Software Finance and Tax Executives Council

November 25, 2002

Via Email

Jonathan G. Katz
Secretary
U.S. Securities and Exchange Commission
450 Fifth Street, NW
Washington, DC 20549-0609

    Re: Comments on Proposed Rules Regarding Improper
    Influence on Conduct of Audits
    Release Nos. 34-46685; IC-25773; File No. S7-39-02

Dear Mr. Katz:

I write on behalf of the Software Finance and Tax Executives Council (SoFTEC) to comment on the Commission's proposed new rules regarding improper influence on the conduct of audits of public companies. In its discussion of the proposed rules, the Commission asks whether "the types of conduct that might constitute actions to fraudulently influence an auditor be set forth in the rules." As discussed below, SoFTEC believes that the final rules should not attempt to specify the types of conduct that might constitute actions to fraudulently induce an auditor.

SoFTEC is a national trade association providing software industry focused public policy advocacy in the ears of tax, finance and accounting. Many SoFTEC members are publicly traded and the proposed rules regarding the fraudulent inducement of auditors are of interest to them. The members seek to have their comments on the proposed rules voiced through this letter.

To-do list >>
**1)** Answer these questions from the SoFTEC letter:
(a) On what date is the letter dated?
(b) What is the file number given in the reference line?
(c) Who is the letter addressed to, and what is his title?
**2)** Please summarize the SoFTEC letter in two sentences.

Entries >>
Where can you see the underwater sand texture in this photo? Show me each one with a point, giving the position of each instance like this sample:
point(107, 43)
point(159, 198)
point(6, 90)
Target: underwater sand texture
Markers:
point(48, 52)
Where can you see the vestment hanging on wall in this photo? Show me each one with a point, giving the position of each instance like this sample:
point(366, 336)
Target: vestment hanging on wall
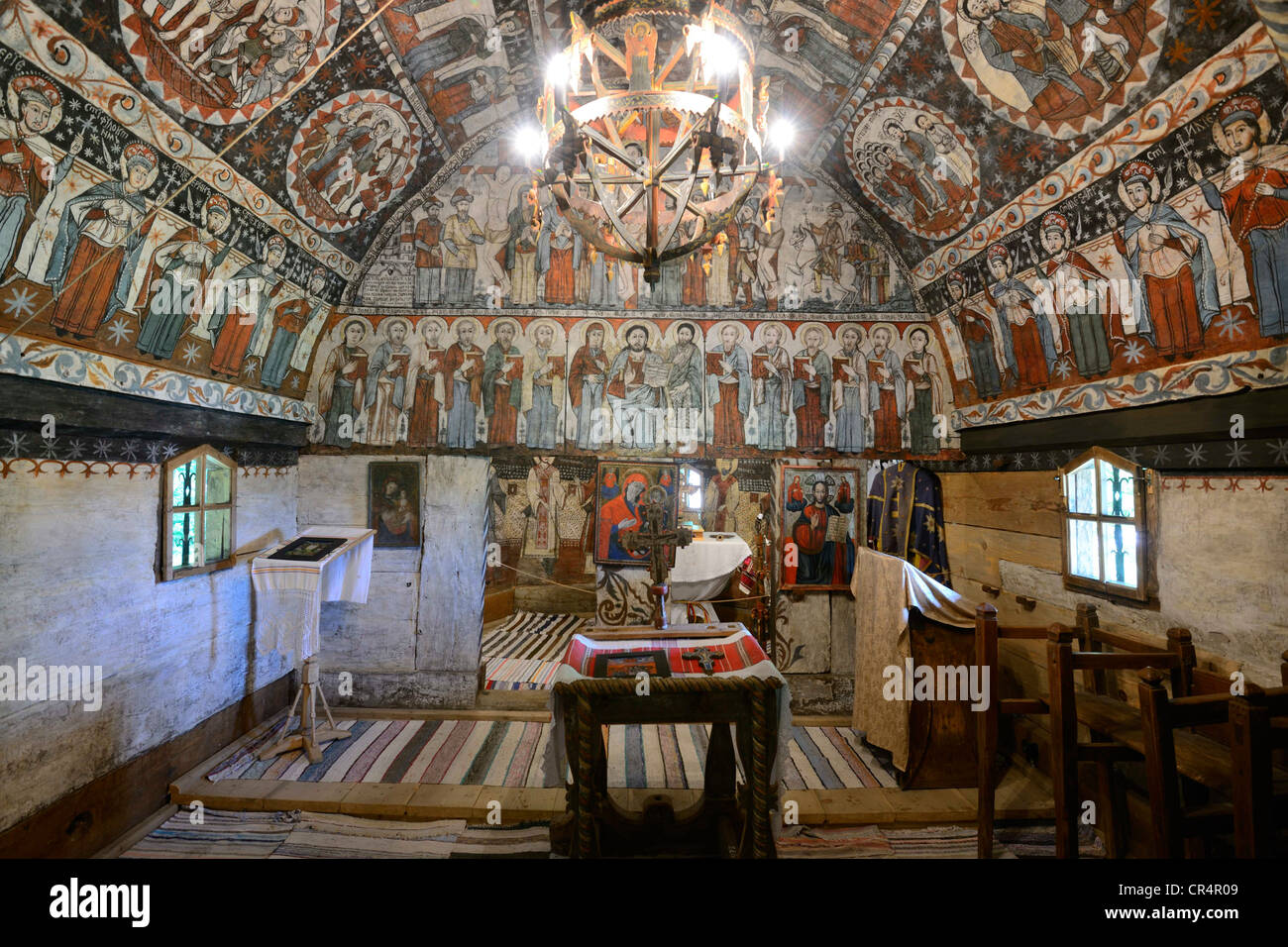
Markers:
point(906, 518)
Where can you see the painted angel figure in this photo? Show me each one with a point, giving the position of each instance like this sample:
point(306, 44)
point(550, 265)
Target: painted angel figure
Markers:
point(29, 167)
point(97, 249)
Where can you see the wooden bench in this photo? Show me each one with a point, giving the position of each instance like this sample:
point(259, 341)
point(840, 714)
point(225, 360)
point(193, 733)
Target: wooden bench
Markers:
point(1107, 719)
point(987, 635)
point(1091, 638)
point(1240, 767)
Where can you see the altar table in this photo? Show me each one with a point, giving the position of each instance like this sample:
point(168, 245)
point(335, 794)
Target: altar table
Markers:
point(742, 688)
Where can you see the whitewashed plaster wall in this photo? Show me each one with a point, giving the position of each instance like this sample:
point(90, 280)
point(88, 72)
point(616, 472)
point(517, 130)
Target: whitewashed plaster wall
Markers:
point(77, 585)
point(415, 643)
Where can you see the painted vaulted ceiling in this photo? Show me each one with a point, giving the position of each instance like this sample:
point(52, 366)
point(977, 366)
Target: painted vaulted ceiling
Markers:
point(931, 138)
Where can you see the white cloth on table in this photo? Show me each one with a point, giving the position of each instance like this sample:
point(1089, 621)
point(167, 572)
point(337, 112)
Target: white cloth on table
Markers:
point(703, 567)
point(885, 587)
point(288, 594)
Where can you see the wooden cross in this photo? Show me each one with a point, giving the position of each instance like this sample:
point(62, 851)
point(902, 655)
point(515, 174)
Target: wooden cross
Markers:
point(703, 656)
point(657, 540)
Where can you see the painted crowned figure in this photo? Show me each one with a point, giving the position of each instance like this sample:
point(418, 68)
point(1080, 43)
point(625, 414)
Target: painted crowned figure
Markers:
point(101, 235)
point(240, 324)
point(982, 348)
point(542, 388)
point(29, 167)
point(1033, 347)
point(1078, 291)
point(1253, 196)
point(1172, 274)
point(176, 278)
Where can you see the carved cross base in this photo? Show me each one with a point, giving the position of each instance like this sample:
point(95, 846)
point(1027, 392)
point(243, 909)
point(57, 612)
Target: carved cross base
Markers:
point(658, 591)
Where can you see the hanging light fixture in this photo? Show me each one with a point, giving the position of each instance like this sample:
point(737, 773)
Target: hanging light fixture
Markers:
point(652, 131)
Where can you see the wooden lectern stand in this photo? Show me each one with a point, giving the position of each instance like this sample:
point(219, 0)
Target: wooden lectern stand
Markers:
point(307, 736)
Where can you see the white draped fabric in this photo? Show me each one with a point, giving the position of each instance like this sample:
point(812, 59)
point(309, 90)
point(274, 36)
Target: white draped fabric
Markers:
point(288, 595)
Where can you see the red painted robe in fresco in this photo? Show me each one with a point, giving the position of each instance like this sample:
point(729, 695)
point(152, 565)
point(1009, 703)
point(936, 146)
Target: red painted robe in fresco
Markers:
point(423, 425)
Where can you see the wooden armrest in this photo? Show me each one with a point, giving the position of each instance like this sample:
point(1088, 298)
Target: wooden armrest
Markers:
point(1199, 710)
point(1022, 631)
point(1122, 643)
point(1099, 660)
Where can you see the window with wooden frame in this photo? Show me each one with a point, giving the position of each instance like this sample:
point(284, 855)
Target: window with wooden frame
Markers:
point(1106, 541)
point(198, 513)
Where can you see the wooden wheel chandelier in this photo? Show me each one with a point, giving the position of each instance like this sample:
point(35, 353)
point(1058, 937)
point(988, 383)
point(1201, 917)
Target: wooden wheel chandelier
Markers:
point(652, 129)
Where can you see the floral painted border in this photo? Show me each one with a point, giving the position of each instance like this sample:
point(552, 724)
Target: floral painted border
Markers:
point(1222, 375)
point(51, 361)
point(33, 34)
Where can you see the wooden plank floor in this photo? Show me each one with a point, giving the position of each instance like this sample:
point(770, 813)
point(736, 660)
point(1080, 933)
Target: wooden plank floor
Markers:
point(1021, 795)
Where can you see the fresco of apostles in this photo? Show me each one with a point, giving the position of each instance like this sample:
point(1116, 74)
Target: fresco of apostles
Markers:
point(914, 163)
point(455, 53)
point(688, 386)
point(226, 60)
point(351, 157)
point(1061, 67)
point(476, 243)
point(1183, 269)
point(93, 261)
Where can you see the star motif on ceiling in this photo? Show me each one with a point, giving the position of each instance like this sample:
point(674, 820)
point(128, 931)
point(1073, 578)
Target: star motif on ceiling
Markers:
point(1205, 14)
point(14, 444)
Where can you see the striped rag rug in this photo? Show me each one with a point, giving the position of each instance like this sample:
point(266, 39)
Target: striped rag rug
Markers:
point(522, 654)
point(304, 835)
point(322, 835)
point(507, 753)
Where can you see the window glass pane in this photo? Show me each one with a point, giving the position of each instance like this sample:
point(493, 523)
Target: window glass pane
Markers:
point(183, 484)
point(1083, 558)
point(1120, 541)
point(1080, 488)
point(184, 551)
point(218, 535)
point(218, 482)
point(1117, 491)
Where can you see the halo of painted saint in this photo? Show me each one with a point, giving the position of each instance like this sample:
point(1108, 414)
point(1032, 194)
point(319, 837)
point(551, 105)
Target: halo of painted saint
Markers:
point(226, 60)
point(351, 157)
point(915, 163)
point(1059, 67)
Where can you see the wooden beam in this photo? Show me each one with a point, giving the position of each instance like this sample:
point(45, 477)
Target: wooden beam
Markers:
point(24, 402)
point(1265, 412)
point(91, 817)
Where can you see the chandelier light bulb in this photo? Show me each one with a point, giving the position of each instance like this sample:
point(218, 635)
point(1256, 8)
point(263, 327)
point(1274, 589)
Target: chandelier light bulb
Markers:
point(531, 144)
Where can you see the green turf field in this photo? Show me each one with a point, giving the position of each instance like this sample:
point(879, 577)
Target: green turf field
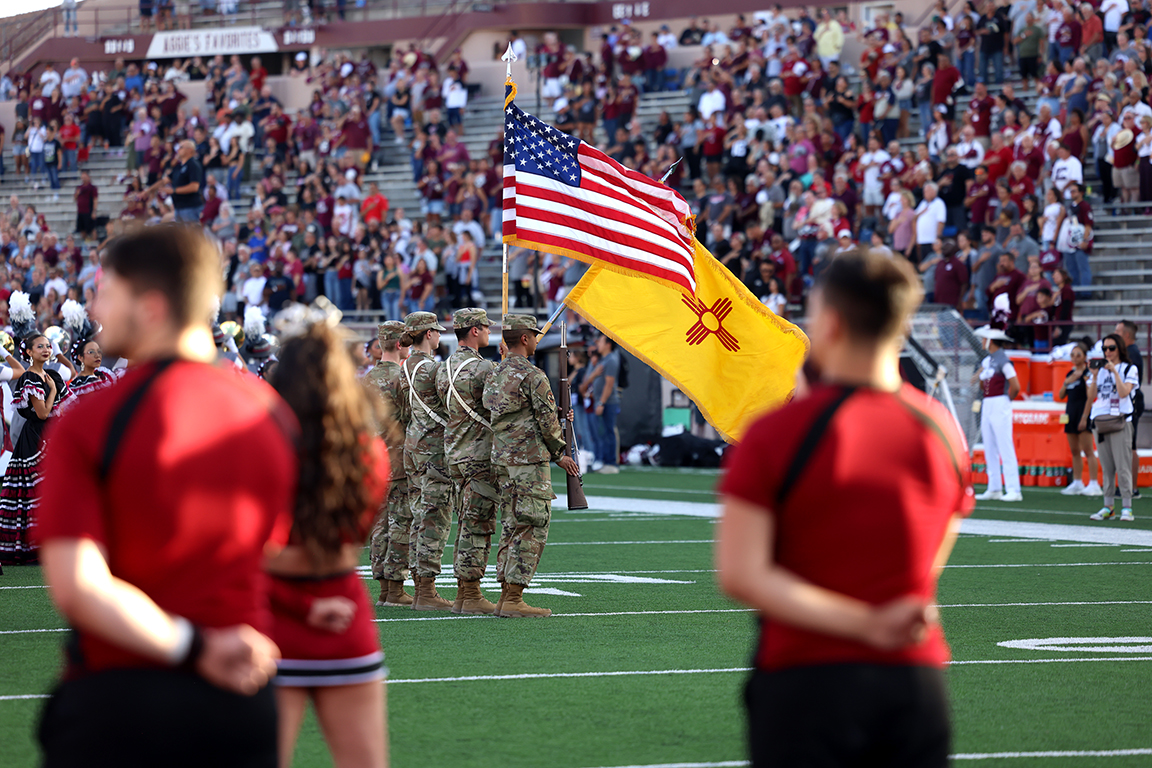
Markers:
point(644, 663)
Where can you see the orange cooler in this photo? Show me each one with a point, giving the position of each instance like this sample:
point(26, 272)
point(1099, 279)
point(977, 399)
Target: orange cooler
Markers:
point(1039, 372)
point(1060, 370)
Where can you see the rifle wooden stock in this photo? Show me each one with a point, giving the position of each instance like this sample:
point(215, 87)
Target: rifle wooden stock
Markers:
point(576, 499)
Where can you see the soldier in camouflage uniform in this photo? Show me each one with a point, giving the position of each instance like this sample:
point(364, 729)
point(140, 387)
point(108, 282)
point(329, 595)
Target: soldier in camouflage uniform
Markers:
point(468, 450)
point(430, 489)
point(392, 532)
point(525, 436)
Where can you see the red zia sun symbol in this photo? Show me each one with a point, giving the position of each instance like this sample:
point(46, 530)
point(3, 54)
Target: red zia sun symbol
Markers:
point(710, 321)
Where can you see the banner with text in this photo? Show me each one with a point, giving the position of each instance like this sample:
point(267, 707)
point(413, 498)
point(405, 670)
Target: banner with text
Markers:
point(211, 42)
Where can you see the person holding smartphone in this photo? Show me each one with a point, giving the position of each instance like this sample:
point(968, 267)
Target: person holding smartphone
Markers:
point(1111, 393)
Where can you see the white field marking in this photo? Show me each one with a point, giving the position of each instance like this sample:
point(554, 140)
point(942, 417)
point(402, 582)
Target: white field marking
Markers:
point(1045, 661)
point(1060, 532)
point(648, 673)
point(651, 506)
point(620, 613)
point(700, 610)
point(1000, 529)
point(1063, 602)
point(726, 763)
point(1031, 510)
point(1077, 753)
point(490, 583)
point(692, 492)
point(1050, 564)
point(1083, 645)
point(536, 676)
point(962, 755)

Answer set >>
**1)**
(a) November 25, 2002
(b) S7-39-02
(c) Jonathan G. Katz, Secretary of the U.S. Securities and Exchange Commission

**2)** The Software Finance and Tax Executives Council (SoFTEC), a national trade association with many publicly traded members, comments on the Commission's proposed rules regarding improper influence on the conduct of audits of public companies. SoFTEC believes the final rules should not attempt to specify the types of conduct that might constitute actions to fraudulently induce an auditor.